Sunday, December 12, 2021

Sharon Elphick: Into the Neo-Pop 1980s and Beyond


Sharon Elphick, Bauhaus Bouquet. She  added flowers and trees to her well-known urban landscapes and graffiti art, and that's when I discovered her. She is a commercially successful artist. Google Sharon Elphick artist/images for dozens of her art works and products for sale. 

Spot the Difference. Gilcee print. @ art.com for
wonderful wall art, prints, posters, paintings
.
Popular ceramic items for sale

Sharon Elphick was born in the same era as my daughters, the mid-
1960s, and they came of age in the same decade, the 1980s.

I wasn't really into the music and cultural trends of that time and found hip hop and electronic pop music beyond my understanding. Yep, my kids thought I was out of it. I knew they felt the same way about my music as I did about theirs. But hey, let's move on from Elvis Pressley and the Everly Brothers, because I have recently discovered some fabulous women artists who were greatly influenced by the 1980s and whose art I now find fascinating.

 Sharon Elphick is among them. Art historians note that during the 80s "influential art movements included Neo Geo, the Pictures Generation, and Neo-Expressionism." I admit these movements slid by me. I perked up a bit with the street art and graffiti movements, but it took a while to educate myself to these art forms. I'm still learning. It's enlightening, and fun.

 
There's not much biographical information about Sharon Elphick. She was born in the north of England and began her career as a textile artist. A few years after receiving an art degree in printed textiles, she moved from the more rural regions of the UK to London.

Elphick, Architectural landscapes in signature grids

Graffiti.

Data segment:

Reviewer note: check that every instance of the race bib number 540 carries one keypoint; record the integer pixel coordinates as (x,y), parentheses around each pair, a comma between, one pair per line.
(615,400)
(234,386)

Tasks for this exercise:
1. In the blog post about Sharon Elphick, why does the writer compare Elphick with her own daughters? Please answer in one to three sentences.
2. Write the next part of the blog post about Sharon Elphick, picking up after its final line.

Answers provided:
1. Elphick was born in the same era as the writer's daughters, the mid-1960s. She also came of age in the same decade they did, the 1980s.

2.
She ran smack into the 1980s and absorbed it all. She was fascinated by the urban landscape, especially the high-rise architecture, and also the grafitti art of the time. They inspired a burst of creativity that made Elphick a popular and highly respected artist from the mid-1980s and 1990s to the present.

Her love of pattern and texture, her use of geographic forms, grids and close spaces, spoke to the modernism of her generation. Neo Geo. This is the art for which Elphick became widely known and also commercially successful. As an article in the UK's Metro Times in 2008 noted: "Sharon Elphick is best known for her inventive patterns built up from fragments of the urban landscape. High-rise flats are transformed into wallpaper, and aerosol spots and architectural angles rearranged into brightly coloured abstract grids reminiscent of the paintings of the futurists and vorticists* of the early 20th century."
I like her modern art, but it wasn't what drew me into learning more about her. I saw photos of her flowers, trees and print and textile mosaics of the changing seasons on Christa Zaat's online Female Artists in History. To some of her fans at the time it might have seemed like a drastic move away from her popular style to a more traditional and floral style.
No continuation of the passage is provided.